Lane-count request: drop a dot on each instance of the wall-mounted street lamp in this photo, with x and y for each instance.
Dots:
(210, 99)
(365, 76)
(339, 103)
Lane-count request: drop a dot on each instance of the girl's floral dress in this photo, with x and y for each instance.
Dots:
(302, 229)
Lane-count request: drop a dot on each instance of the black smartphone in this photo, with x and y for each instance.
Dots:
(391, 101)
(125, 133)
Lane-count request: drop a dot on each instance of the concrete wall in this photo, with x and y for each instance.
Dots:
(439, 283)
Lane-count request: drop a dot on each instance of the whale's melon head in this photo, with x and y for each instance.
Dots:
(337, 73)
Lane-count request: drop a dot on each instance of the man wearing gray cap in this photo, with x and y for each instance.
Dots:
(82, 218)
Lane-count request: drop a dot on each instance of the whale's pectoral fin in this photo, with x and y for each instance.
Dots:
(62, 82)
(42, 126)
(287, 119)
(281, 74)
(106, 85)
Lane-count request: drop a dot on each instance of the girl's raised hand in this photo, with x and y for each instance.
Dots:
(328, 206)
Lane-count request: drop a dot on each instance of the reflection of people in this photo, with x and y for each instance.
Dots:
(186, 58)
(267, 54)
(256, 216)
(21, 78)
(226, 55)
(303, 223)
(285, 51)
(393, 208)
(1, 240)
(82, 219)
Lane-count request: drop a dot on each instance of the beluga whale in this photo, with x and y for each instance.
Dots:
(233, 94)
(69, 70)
══════════
Reproduce, character for character, the stretch from the line containing "of the reflection" through the last line of the rows, including both ends.

Lane-count request: drop a dot on each instance of the reflection of people in this photo, with x and y for each instance.
Dots:
(186, 58)
(267, 54)
(256, 216)
(21, 78)
(226, 55)
(303, 223)
(285, 51)
(393, 208)
(1, 240)
(82, 219)
Lane-count request: drop a dot on each instance of the beluga whale in this photo, with x and y for each instance.
Dots:
(233, 94)
(69, 70)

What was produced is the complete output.